→ **Activity**
Copy out the entries that follow, exactly as written.

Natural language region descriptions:

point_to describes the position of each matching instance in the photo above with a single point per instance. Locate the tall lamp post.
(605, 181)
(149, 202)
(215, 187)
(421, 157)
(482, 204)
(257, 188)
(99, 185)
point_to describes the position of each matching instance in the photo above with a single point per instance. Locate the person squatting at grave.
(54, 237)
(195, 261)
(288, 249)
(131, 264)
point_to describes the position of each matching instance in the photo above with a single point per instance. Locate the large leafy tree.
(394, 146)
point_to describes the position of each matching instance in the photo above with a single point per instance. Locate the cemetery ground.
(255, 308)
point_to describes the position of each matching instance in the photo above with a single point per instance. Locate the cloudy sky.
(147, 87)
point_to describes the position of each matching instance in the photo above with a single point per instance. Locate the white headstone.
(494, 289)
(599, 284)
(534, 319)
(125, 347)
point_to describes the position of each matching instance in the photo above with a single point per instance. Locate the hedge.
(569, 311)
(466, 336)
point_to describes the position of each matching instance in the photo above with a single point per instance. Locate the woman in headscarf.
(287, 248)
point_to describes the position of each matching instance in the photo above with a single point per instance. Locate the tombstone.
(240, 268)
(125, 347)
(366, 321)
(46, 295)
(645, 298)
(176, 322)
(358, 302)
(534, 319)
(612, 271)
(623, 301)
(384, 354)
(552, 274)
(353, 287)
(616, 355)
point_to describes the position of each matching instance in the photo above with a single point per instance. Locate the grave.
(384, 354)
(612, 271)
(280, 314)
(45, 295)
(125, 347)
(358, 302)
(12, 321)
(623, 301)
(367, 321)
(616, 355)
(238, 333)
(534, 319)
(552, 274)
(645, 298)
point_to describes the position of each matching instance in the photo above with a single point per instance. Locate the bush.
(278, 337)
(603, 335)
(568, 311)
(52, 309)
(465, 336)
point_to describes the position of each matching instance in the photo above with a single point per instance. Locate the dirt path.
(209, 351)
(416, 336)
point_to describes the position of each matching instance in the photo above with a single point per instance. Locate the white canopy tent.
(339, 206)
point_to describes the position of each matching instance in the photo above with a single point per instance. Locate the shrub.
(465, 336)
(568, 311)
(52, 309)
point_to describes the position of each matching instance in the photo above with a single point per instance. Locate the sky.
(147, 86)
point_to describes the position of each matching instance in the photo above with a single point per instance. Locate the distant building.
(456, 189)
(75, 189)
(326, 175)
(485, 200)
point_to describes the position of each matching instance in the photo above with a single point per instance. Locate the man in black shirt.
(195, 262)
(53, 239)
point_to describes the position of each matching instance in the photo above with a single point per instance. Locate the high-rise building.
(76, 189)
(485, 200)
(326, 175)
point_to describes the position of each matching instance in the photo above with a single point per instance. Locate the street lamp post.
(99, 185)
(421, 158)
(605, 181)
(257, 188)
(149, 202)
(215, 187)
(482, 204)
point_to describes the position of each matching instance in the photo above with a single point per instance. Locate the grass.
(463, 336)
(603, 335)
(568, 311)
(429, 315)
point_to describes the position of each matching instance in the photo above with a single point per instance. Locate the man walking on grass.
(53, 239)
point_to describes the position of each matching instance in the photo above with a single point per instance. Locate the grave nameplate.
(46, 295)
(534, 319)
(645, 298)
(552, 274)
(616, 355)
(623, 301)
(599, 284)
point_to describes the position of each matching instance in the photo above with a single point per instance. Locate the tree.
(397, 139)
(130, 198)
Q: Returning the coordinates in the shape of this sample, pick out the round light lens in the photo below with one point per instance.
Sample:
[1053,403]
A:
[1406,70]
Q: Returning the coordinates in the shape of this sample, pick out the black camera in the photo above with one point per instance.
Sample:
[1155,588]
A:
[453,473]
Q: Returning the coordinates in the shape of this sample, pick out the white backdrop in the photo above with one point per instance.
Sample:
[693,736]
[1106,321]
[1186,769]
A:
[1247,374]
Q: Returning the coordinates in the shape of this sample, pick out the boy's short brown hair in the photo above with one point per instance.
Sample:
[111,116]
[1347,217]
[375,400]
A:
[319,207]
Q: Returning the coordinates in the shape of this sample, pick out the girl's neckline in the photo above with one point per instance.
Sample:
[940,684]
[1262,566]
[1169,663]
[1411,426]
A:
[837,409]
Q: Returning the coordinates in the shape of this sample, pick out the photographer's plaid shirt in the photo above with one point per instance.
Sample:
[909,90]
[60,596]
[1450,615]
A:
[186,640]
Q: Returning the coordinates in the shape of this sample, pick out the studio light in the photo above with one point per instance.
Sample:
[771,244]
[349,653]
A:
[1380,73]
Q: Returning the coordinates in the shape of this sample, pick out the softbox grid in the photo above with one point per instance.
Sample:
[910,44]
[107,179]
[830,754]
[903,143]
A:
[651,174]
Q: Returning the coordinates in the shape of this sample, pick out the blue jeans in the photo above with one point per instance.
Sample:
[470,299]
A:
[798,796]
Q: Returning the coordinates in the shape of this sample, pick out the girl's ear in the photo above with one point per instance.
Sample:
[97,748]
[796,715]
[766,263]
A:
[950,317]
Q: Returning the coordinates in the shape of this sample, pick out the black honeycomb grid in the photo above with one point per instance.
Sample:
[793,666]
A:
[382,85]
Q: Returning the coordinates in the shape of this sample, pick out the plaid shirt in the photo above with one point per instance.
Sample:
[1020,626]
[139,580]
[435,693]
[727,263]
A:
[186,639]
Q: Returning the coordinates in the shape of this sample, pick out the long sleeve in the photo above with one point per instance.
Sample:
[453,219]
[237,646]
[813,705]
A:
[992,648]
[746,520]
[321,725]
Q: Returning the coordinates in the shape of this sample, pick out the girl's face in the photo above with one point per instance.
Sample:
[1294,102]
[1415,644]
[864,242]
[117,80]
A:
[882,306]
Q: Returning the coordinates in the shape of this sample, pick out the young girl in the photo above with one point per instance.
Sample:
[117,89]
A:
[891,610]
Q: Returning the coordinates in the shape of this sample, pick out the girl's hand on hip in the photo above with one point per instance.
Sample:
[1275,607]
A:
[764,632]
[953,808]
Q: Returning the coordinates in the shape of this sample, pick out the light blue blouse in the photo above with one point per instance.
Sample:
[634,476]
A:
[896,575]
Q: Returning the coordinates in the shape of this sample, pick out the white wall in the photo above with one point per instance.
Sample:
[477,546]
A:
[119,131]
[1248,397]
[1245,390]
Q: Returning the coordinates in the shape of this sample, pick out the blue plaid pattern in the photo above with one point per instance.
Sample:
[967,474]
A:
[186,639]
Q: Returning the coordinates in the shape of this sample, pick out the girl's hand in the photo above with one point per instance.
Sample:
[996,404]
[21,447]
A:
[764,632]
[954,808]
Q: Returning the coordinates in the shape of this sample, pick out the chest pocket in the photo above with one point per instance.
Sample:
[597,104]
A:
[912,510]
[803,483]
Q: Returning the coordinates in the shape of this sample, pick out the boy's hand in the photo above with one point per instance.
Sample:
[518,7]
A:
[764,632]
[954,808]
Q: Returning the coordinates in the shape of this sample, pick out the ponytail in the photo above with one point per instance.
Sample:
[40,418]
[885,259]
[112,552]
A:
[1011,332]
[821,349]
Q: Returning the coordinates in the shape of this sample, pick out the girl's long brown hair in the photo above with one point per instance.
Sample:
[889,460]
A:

→ **Task output**
point_to describes the position of each matching instance in the photo above with a single point per instance. Locate the tall lamp post.
(605, 181)
(149, 202)
(215, 187)
(421, 157)
(482, 204)
(257, 188)
(99, 185)
point_to describes the position of each matching instance in the photo above with a single point per instance. Locate the person squatting at grave.
(54, 237)
(195, 261)
(288, 249)
(131, 264)
point_to describes the position of each matching instance in the photo above with a single point per instance. Locate the large leafy tree.
(394, 146)
point_to describes the position of each matching instance in the photo above with a single point per instance. Locate the cemetery ground.
(255, 308)
point_to describes the position of each matching instance in the photo above with a single point per instance. Locate the cloudy sky.
(147, 87)
point_to describes the position of each matching instance in the photo above with a single point per instance. Locate the white headstone.
(494, 289)
(599, 284)
(534, 319)
(125, 347)
point_to describes the position of each matching instance in the photo above with a single point per instance. Locate the hedge.
(569, 311)
(466, 336)
point_to describes the position of each matching instance in the photo above with a single point per instance. Locate the woman in headscarf.
(287, 248)
point_to describes the position of each matching instance in the photo above with a single point per instance. Locate the tombstone.
(240, 268)
(125, 347)
(366, 321)
(46, 295)
(645, 298)
(176, 322)
(358, 302)
(534, 319)
(612, 271)
(623, 301)
(384, 354)
(552, 274)
(353, 287)
(616, 355)
point_to describes the position of each matching instance in the photo above with a single point per instance. Locate the grave.
(384, 354)
(612, 271)
(280, 314)
(45, 295)
(125, 347)
(358, 302)
(12, 321)
(623, 301)
(367, 321)
(616, 355)
(238, 333)
(534, 319)
(552, 274)
(645, 298)
point_to describes the position of each matching instance in the photo above with a single point per instance. Locate the bush.
(278, 337)
(603, 335)
(568, 311)
(52, 309)
(465, 336)
point_to describes the position of each matching instance in the photo above with a single point per instance. Locate the dirt path.
(209, 351)
(416, 336)
point_to describes the position of each matching instance in the photo above with a single point per instance. Locate the white canopy tent.
(339, 206)
point_to describes the position of each matching instance in the photo above with a single point per instance. Locate the shrub.
(465, 336)
(568, 311)
(52, 309)
point_to describes the position of each matching instance in the photo above with a single point per instance. Locate the sky.
(147, 86)
point_to describes the position of each matching instance in the photo above with a single point per instance. Locate the distant building.
(456, 189)
(75, 189)
(326, 175)
(485, 200)
point_to describes the position of each matching instance in the photo above with a single point per instance. Locate the man in black shirt.
(195, 262)
(53, 239)
point_to describes the position of each matching instance in the photo above with a single point per instance. Locate the high-rise building.
(76, 189)
(485, 200)
(326, 175)
point_to describes the position of each matching instance in the photo above with a single point per instance. Locate the street lamp post.
(99, 185)
(421, 158)
(605, 181)
(257, 188)
(149, 202)
(215, 187)
(482, 204)
point_to describes the position of each matching instance in the photo above with a single point per instance. Locate the grass.
(463, 336)
(603, 335)
(568, 311)
(429, 315)
point_to describes the position of each matching instance in the photo above with a single point per instance. Locate the man walking on grass.
(53, 239)
point_to describes the position of each matching instance in the photo above with a single point per instance. Locate the grave nameplate.
(46, 295)
(534, 319)
(645, 298)
(552, 274)
(616, 355)
(623, 301)
(599, 284)
point_to describes the position of each matching instance in the photo above with a single point per instance. Locate the tree.
(397, 139)
(130, 198)
Q: Returning the coordinates in the shape of this sample, pick out the round light lens in the photo below with one point per instance.
Sample:
[1053,403]
A:
[1406,70]
Q: Returning the coordinates in the shape of this sample, pick out the black camera in the photo above with one point per instance.
Sample:
[1155,588]
A:
[453,473]
Q: Returning the coordinates in the shape of this sample, pick out the white backdrop in the photo above with one point per instance.
Sample:
[693,736]
[1106,321]
[1186,769]
A:
[1247,374]
Q: Returning the coordinates in the shape of this sample, pick out the boy's short brown hair in the photo above with one point per instance.
Sample:
[111,116]
[1347,217]
[375,400]
A:
[319,207]
Q: Returning the coordinates in the shape of this sample, pick out the girl's neckline in the photo above with one point per instance.
Sample:
[940,684]
[1262,566]
[1169,663]
[1411,426]
A:
[837,409]
Q: Returning the coordinates in the shape of this sample, pick out the photographer's plaid shirt in the photo above with one point per instance.
Sample:
[909,90]
[60,596]
[1450,615]
A:
[186,640]
Q: Returning the coordinates in the shape of this sample, pick out the studio light in the photo above with one point per instance.
Sample:
[771,244]
[349,653]
A:
[1380,73]
Q: Returning the coordinates in the shape of this sample, pick out the softbox grid in the photo above with one point per instance.
Sample:
[910,44]
[107,179]
[830,754]
[903,143]
A:
[651,174]
Q: Returning the coordinates in the shape of this sample, pick out the blue jeans in the photo above with one point per instance.
Sample:
[470,299]
A:
[798,796]
Q: Returning the coordinates in the shape of this sample, pick out the girl's ear in the photo above with one point per instance.
Sample:
[97,748]
[796,715]
[766,263]
A:
[950,317]
Q: Returning the coordinates in the shape of this sample, pick out the black honeycomb grid in the photo above with one point per instance.
Sample:
[793,666]
A:
[382,85]
Q: Returning the coordinates in the shape of this sample, pick out the plaid shirt in the photo above with one point per instance.
Sample:
[1020,626]
[139,580]
[435,693]
[727,263]
A:
[186,639]
Q: Returning the coordinates in the shape of this sample, pick out the long sleeve in the photo above with one point per instance.
Sample:
[453,219]
[237,646]
[813,705]
A:
[992,648]
[746,520]
[321,725]
Q: Returning the coordinates in the shape of this sample, pick out the girl's face in the photo above with one point per instance.
Sample:
[1294,102]
[1415,644]
[864,242]
[117,80]
A:
[882,306]
Q: Returning the coordinates in the shape of this sample, pick out the young girl in the photo above with one point per instance.
Sample:
[117,89]
A:
[891,610]
Q: Returning the coordinates in the shape of this sample, pick out the girl's hand on hip in the photo above with one point per instance.
Sample:
[1275,607]
A:
[764,632]
[953,808]
Q: Returning the coordinates in the shape of this sample, pick out the light blue blouse in the photo above with one point per instance.
Sample:
[634,476]
A:
[896,575]
Q: Returning the coordinates in the shape of this sample, pick out the white wall in the photo above with one point per instance.
Sample:
[477,546]
A:
[119,131]
[1248,397]
[1245,390]
Q: Returning the coordinates in the shape of this sample, pick out the blue plaid pattern in the photo above with one point per instance.
Sample:
[967,474]
A:
[186,639]
Q: Returning the coordinates in the shape of this sample, pick out the girl's hand in the photo above with one point per instance.
Sample:
[996,404]
[21,447]
A:
[764,632]
[954,808]
Q: Returning the coordinates in the shape of this sample, pick out the chest pocket in the photo above with one point per instance.
Sample:
[597,104]
A:
[912,510]
[803,483]
Q: Returning the coordinates in the shape of this sample, pick out the boy's hand in the photo above with one point per instance.
Sample:
[518,7]
A:
[764,632]
[954,808]
Q: Returning the coordinates in the shape of this sample, pick out the ponytail in the photo above with one point per instance.
Sample:
[40,418]
[885,259]
[112,552]
A:
[1011,332]
[821,349]
Q: Returning the coordinates in the shape of this sample, pick out the girl's long brown hair in the photo above with one point per instance.
Sample:
[889,460]
A:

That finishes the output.